> **Prompt**
Could you repeat exactly the lines below, from the line containing "of the bird" through the last one, both included, while leaving out any pictures?

> **Records for the task**
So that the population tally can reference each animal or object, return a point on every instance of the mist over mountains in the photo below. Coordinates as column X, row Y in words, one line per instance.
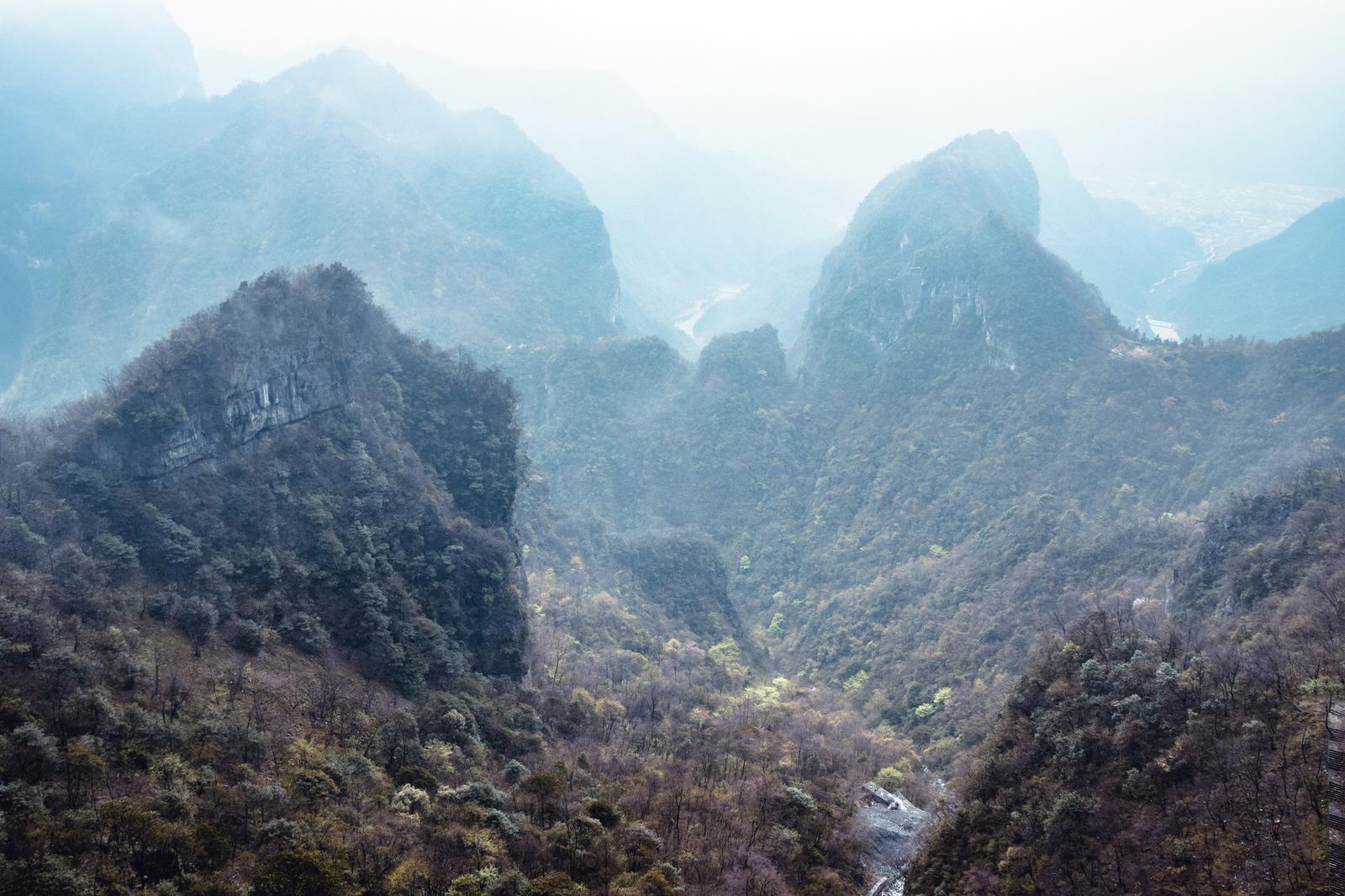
column 392, row 506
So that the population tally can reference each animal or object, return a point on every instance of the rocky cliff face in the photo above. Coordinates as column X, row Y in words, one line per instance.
column 257, row 396
column 311, row 470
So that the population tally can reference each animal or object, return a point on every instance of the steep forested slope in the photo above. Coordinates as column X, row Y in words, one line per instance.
column 262, row 626
column 1116, row 245
column 62, row 67
column 1172, row 741
column 972, row 448
column 1288, row 286
column 467, row 230
column 287, row 461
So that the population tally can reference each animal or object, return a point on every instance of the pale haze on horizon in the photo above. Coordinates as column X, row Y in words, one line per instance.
column 851, row 89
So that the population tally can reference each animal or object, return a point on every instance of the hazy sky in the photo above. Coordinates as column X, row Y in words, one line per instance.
column 1232, row 89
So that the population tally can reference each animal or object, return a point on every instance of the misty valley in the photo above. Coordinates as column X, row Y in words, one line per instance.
column 419, row 481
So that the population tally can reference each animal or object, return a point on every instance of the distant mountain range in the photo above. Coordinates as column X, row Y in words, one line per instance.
column 1116, row 245
column 471, row 235
column 1288, row 286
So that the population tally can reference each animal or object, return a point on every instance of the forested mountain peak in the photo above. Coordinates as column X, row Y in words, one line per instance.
column 289, row 461
column 941, row 268
column 468, row 232
column 1288, row 286
column 952, row 188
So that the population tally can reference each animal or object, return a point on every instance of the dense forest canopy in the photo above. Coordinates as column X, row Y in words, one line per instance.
column 794, row 561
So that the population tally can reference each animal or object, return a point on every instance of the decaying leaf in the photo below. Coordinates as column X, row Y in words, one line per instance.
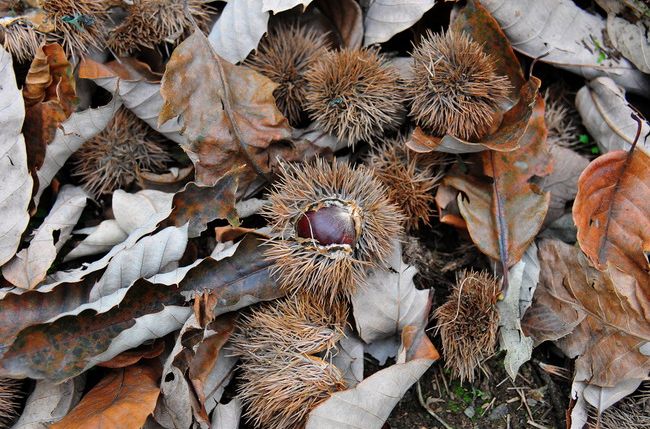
column 515, row 114
column 386, row 18
column 558, row 32
column 503, row 217
column 126, row 79
column 50, row 402
column 523, row 278
column 229, row 113
column 239, row 29
column 15, row 180
column 612, row 213
column 71, row 344
column 608, row 116
column 631, row 40
column 122, row 399
column 133, row 214
column 596, row 315
column 369, row 403
column 389, row 301
column 29, row 267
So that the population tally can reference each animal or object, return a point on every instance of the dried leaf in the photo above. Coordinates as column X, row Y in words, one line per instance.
column 15, row 180
column 122, row 400
column 133, row 212
column 389, row 301
column 72, row 133
column 200, row 205
column 612, row 213
column 123, row 78
column 631, row 40
column 29, row 267
column 596, row 316
column 523, row 278
column 475, row 20
column 386, row 18
column 239, row 29
column 276, row 6
column 504, row 217
column 558, row 32
column 50, row 402
column 72, row 344
column 369, row 404
column 608, row 116
column 562, row 183
column 229, row 113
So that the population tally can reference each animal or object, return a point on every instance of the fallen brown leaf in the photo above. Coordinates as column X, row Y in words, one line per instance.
column 121, row 400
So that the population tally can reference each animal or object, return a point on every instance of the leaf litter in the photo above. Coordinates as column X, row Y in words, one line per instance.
column 324, row 214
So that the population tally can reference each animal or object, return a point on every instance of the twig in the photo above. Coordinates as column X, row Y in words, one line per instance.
column 429, row 410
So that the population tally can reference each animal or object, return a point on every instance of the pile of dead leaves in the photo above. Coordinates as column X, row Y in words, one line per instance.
column 159, row 160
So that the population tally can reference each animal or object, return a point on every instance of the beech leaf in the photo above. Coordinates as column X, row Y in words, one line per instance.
column 608, row 116
column 239, row 29
column 229, row 113
column 369, row 404
column 612, row 213
column 560, row 33
column 122, row 399
column 29, row 267
column 15, row 180
column 386, row 18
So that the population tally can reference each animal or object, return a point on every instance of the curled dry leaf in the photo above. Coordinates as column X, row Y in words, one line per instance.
column 503, row 217
column 474, row 20
column 389, row 301
column 200, row 205
column 122, row 399
column 239, row 29
column 612, row 213
column 15, row 180
column 608, row 116
column 129, row 79
column 631, row 40
column 48, row 105
column 71, row 344
column 560, row 33
column 593, row 315
column 386, row 18
column 29, row 267
column 229, row 113
column 50, row 402
column 369, row 404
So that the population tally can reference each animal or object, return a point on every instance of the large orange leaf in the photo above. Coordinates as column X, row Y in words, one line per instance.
column 228, row 112
column 612, row 213
column 121, row 400
column 504, row 216
column 50, row 98
column 591, row 315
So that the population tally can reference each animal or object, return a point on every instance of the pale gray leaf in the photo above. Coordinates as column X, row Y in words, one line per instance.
column 523, row 278
column 631, row 40
column 239, row 29
column 558, row 32
column 50, row 402
column 29, row 267
column 607, row 116
column 71, row 134
column 15, row 180
column 386, row 18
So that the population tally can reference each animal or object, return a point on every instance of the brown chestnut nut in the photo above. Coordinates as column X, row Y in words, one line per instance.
column 328, row 225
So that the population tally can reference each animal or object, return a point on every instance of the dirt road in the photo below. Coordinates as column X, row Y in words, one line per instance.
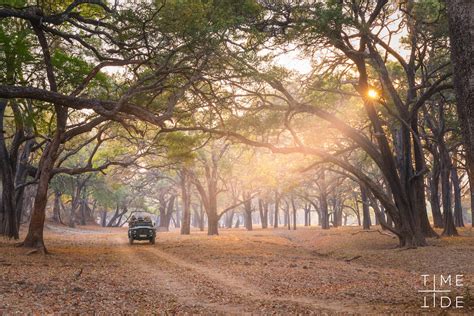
column 261, row 272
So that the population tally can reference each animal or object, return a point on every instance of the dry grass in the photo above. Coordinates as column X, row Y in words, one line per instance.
column 263, row 272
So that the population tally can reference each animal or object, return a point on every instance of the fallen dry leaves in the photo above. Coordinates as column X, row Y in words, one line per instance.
column 308, row 271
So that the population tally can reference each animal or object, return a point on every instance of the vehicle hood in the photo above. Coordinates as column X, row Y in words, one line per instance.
column 138, row 227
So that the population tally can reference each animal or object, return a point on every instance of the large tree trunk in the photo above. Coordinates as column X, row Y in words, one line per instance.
column 275, row 213
column 34, row 238
column 248, row 213
column 365, row 208
column 434, row 193
column 449, row 228
column 458, row 216
column 57, row 207
column 461, row 29
column 8, row 216
column 323, row 203
column 294, row 213
column 186, row 198
column 263, row 210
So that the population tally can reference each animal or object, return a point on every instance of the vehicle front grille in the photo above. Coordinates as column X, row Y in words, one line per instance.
column 142, row 231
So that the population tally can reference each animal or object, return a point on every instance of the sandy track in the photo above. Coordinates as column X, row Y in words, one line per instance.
column 238, row 272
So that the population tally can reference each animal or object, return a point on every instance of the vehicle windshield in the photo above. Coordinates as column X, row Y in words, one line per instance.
column 139, row 223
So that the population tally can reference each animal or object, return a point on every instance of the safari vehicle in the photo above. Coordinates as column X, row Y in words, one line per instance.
column 141, row 229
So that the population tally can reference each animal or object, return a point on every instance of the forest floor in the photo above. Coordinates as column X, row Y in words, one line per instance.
column 273, row 271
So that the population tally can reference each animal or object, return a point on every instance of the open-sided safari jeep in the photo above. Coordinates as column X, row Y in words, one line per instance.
column 141, row 229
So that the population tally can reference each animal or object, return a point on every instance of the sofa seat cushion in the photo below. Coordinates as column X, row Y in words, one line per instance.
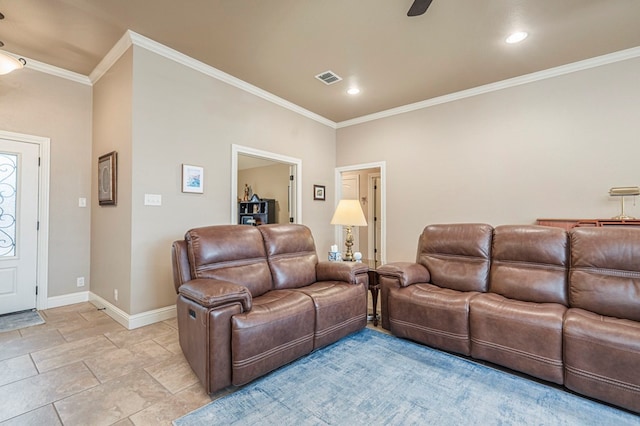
column 341, row 309
column 523, row 336
column 601, row 357
column 438, row 317
column 278, row 329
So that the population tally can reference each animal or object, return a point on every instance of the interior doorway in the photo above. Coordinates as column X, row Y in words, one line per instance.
column 281, row 181
column 366, row 182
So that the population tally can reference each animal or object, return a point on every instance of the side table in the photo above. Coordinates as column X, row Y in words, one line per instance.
column 374, row 288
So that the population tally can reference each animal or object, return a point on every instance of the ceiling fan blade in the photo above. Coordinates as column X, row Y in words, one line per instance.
column 419, row 7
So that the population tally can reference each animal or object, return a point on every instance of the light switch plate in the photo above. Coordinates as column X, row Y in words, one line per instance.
column 152, row 199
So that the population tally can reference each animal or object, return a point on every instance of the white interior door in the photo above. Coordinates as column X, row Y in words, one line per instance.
column 18, row 225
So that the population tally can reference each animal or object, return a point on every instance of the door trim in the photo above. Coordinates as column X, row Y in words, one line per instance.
column 239, row 149
column 43, row 211
column 382, row 165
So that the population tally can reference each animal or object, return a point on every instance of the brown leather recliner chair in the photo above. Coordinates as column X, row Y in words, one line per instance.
column 252, row 299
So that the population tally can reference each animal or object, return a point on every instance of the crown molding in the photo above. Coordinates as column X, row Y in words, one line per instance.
column 187, row 61
column 110, row 58
column 586, row 64
column 52, row 70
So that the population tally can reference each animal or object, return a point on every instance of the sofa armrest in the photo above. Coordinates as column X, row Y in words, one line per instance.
column 340, row 271
column 406, row 273
column 214, row 293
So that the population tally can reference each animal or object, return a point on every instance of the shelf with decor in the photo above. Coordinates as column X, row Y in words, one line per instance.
column 257, row 212
column 572, row 223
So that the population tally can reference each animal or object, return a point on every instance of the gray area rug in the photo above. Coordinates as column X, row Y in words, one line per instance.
column 19, row 320
column 371, row 378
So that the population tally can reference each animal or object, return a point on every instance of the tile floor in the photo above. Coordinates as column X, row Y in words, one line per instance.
column 83, row 368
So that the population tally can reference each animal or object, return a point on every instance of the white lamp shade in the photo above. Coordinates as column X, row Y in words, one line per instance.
column 349, row 213
column 9, row 63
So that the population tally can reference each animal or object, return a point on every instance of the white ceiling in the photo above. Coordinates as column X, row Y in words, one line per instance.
column 280, row 45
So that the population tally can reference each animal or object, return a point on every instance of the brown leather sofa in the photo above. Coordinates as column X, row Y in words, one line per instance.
column 251, row 299
column 560, row 306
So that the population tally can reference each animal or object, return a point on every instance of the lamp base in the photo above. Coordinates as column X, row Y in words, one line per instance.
column 348, row 255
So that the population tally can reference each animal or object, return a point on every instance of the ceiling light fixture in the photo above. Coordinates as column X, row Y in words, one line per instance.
column 9, row 63
column 516, row 37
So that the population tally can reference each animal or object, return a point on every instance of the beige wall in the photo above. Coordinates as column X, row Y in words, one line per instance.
column 39, row 104
column 111, row 225
column 552, row 148
column 270, row 182
column 181, row 116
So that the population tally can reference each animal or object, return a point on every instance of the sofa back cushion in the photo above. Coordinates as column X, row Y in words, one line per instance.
column 530, row 263
column 291, row 253
column 233, row 253
column 605, row 271
column 457, row 255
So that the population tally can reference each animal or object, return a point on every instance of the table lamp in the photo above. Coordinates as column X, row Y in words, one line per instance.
column 624, row 191
column 349, row 213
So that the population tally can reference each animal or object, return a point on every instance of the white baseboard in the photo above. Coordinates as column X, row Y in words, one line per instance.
column 67, row 299
column 120, row 316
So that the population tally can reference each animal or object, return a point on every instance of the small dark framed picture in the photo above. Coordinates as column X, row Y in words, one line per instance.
column 192, row 179
column 319, row 192
column 108, row 179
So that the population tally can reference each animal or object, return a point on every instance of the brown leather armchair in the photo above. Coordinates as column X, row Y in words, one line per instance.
column 251, row 299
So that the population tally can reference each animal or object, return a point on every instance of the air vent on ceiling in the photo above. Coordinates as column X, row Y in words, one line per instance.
column 328, row 77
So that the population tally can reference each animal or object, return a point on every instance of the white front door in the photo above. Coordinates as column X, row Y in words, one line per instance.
column 18, row 225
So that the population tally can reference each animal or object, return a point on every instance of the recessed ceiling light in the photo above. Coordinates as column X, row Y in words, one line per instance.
column 516, row 37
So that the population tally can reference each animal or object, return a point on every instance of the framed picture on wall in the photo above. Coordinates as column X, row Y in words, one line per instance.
column 108, row 179
column 319, row 192
column 192, row 179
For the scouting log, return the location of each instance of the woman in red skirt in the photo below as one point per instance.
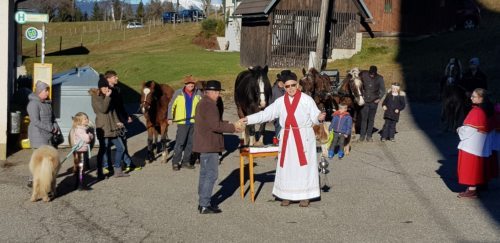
(473, 148)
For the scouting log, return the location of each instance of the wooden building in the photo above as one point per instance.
(396, 17)
(282, 33)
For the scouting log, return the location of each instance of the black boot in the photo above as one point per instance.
(100, 174)
(119, 173)
(164, 145)
(150, 154)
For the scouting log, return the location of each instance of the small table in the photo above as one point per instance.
(246, 152)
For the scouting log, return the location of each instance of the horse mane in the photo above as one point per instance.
(246, 95)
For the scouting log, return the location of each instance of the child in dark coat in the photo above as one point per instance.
(393, 104)
(341, 126)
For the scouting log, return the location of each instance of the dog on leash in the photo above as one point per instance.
(44, 165)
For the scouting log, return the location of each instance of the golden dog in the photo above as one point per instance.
(44, 165)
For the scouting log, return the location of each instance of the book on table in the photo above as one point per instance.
(265, 149)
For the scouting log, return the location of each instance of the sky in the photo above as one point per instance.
(146, 1)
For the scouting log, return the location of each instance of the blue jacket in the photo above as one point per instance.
(341, 123)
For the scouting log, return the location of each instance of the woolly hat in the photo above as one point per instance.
(102, 83)
(189, 80)
(40, 86)
(474, 61)
(286, 75)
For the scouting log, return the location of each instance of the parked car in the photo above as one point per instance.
(191, 15)
(134, 25)
(170, 17)
(468, 14)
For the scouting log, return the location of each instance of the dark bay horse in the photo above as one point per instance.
(252, 91)
(154, 104)
(350, 93)
(454, 101)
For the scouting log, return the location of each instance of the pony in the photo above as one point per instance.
(319, 87)
(453, 97)
(44, 165)
(154, 105)
(252, 91)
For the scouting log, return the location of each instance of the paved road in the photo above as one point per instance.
(383, 192)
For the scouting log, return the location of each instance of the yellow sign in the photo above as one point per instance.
(43, 72)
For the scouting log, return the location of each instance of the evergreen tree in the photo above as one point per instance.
(140, 10)
(117, 7)
(78, 15)
(128, 12)
(97, 13)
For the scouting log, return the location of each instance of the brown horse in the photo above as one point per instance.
(154, 104)
(319, 87)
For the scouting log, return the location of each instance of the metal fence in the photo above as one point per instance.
(294, 34)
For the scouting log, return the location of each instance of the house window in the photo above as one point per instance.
(388, 6)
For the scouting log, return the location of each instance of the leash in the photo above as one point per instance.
(75, 148)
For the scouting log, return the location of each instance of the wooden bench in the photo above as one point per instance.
(252, 153)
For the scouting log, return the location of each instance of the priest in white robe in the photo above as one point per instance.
(297, 176)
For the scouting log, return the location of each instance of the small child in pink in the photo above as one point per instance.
(80, 139)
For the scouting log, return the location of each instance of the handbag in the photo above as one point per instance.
(57, 138)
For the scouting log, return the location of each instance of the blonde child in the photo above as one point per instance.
(80, 139)
(341, 126)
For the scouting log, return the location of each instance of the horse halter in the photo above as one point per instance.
(145, 103)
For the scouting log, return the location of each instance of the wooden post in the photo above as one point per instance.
(320, 44)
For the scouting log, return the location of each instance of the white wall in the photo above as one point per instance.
(5, 71)
(233, 29)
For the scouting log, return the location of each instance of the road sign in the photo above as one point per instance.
(43, 72)
(33, 33)
(23, 17)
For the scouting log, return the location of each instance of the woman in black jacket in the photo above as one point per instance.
(393, 104)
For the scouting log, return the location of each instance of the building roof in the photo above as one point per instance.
(255, 7)
(259, 8)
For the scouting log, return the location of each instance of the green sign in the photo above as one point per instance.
(33, 34)
(23, 17)
(20, 17)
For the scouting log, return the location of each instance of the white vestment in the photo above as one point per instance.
(474, 142)
(292, 181)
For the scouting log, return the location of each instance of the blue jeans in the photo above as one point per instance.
(120, 149)
(209, 171)
(183, 142)
(367, 119)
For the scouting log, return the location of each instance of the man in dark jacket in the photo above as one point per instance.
(209, 141)
(473, 78)
(117, 105)
(374, 90)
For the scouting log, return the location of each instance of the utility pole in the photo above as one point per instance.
(320, 44)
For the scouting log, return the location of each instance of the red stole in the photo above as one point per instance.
(291, 123)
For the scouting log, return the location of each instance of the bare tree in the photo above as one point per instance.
(206, 6)
(154, 10)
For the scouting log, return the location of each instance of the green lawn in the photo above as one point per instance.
(165, 53)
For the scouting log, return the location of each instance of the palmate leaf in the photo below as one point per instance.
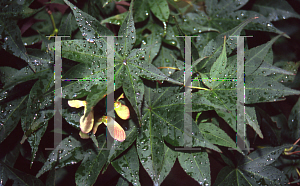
(34, 121)
(141, 10)
(275, 10)
(69, 151)
(10, 116)
(196, 165)
(160, 9)
(162, 119)
(128, 63)
(215, 46)
(227, 13)
(19, 177)
(92, 163)
(158, 163)
(128, 166)
(90, 27)
(222, 96)
(9, 159)
(223, 16)
(256, 171)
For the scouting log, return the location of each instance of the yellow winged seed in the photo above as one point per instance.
(87, 124)
(122, 110)
(99, 122)
(77, 103)
(115, 130)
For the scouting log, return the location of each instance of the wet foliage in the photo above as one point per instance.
(146, 142)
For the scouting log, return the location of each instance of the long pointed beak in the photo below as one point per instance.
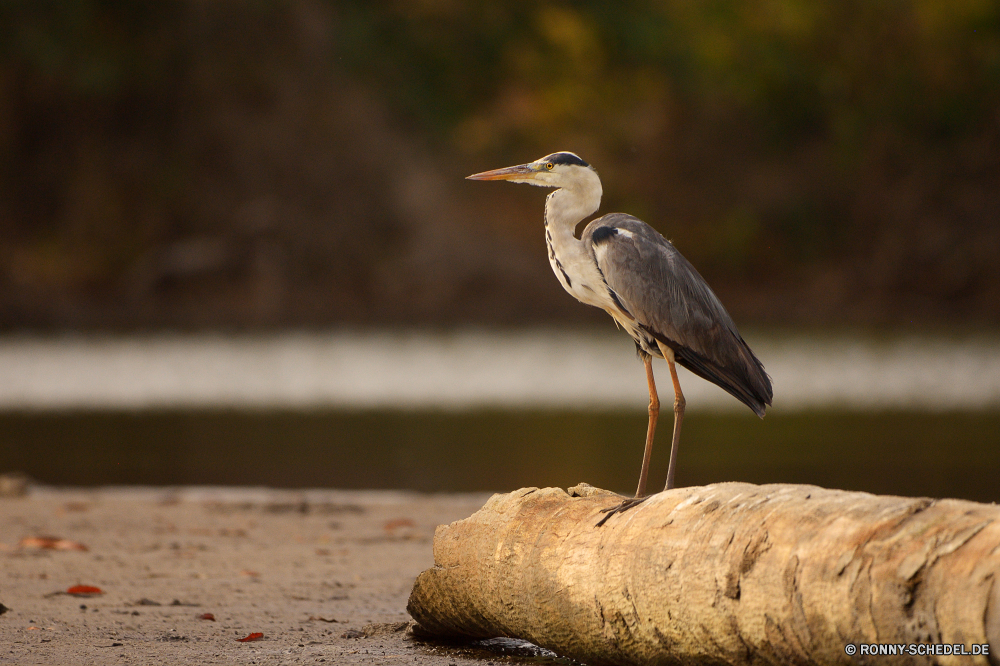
(520, 172)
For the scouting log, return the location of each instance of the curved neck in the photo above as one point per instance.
(568, 205)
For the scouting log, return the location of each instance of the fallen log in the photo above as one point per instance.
(729, 573)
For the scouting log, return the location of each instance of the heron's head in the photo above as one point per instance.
(562, 169)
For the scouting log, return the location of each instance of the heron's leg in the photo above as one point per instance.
(679, 403)
(654, 414)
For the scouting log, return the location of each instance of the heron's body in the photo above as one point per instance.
(625, 267)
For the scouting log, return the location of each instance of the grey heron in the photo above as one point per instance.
(625, 267)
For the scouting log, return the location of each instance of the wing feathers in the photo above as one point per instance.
(672, 302)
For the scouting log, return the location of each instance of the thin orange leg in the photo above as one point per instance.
(654, 414)
(679, 403)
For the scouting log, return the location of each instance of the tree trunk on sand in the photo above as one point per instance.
(728, 573)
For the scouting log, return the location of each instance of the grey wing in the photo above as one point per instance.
(671, 302)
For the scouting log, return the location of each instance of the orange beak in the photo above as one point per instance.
(520, 172)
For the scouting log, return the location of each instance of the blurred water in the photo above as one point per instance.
(541, 369)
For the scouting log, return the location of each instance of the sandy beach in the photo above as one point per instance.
(184, 573)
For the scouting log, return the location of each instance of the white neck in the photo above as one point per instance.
(564, 209)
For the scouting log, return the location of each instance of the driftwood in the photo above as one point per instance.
(729, 573)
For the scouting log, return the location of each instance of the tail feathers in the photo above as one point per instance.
(749, 384)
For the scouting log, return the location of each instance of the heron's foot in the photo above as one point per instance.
(621, 508)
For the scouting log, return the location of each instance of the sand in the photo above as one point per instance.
(323, 575)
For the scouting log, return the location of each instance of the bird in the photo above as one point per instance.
(625, 267)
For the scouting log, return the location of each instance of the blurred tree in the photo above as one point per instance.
(299, 162)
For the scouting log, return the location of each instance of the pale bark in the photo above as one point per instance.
(729, 573)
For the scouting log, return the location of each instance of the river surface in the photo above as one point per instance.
(473, 411)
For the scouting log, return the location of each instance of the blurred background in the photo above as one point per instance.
(237, 246)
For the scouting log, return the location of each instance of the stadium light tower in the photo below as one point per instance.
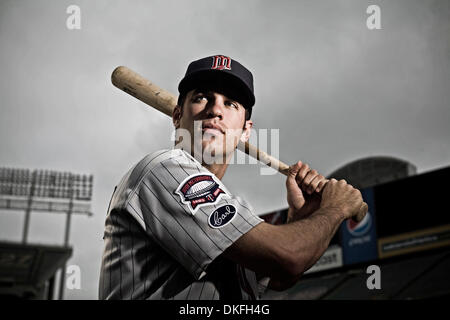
(49, 191)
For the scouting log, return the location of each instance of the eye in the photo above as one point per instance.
(199, 97)
(232, 104)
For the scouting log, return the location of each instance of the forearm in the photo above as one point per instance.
(308, 238)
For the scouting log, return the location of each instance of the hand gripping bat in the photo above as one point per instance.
(134, 84)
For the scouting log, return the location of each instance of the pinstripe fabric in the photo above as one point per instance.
(155, 248)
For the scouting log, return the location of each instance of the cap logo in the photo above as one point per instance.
(221, 62)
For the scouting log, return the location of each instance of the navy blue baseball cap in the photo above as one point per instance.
(221, 72)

> **Exercise solution**
For the scouting log, return the location of each instance of the bird in the photo above as one point per instance.
(625, 267)
For the scouting log, return the location of each instance of the blurred tree in the photo above as one point per instance.
(299, 162)
For the scouting log, return the location of each instance of the pale bark in the photo above as one point per instance.
(729, 573)
For the scouting log, return the location of each instance of the river surface in the photo above as one point per instance.
(473, 411)
For the scouting log, return the location of each instance of the blurred background in the photo above as one point per instance.
(237, 246)
For the scouting log, return the location of each instance of the stadium light tower in the photo below as one point per instance.
(49, 191)
For the scouting log, return the location of each instance of the eye in the photo above as one point per instance.
(199, 97)
(232, 104)
For the scouting log, return the location of each instance of the forearm in the photo above as one point per instance.
(308, 238)
For the scouting log, return the location of each instance of the hand gripping bat in the photo above as one point per instance.
(134, 84)
For the scouting log, return the location of each instance of the pinstripe fabric in the photo above as one point per instance.
(155, 248)
For the scouting log, return the location of each instance of the cap logo in the photo above as one point per instance.
(221, 62)
For the scouting log, return the location of each instance of the navy blue baseball cap in the photo above as one point per instance.
(221, 72)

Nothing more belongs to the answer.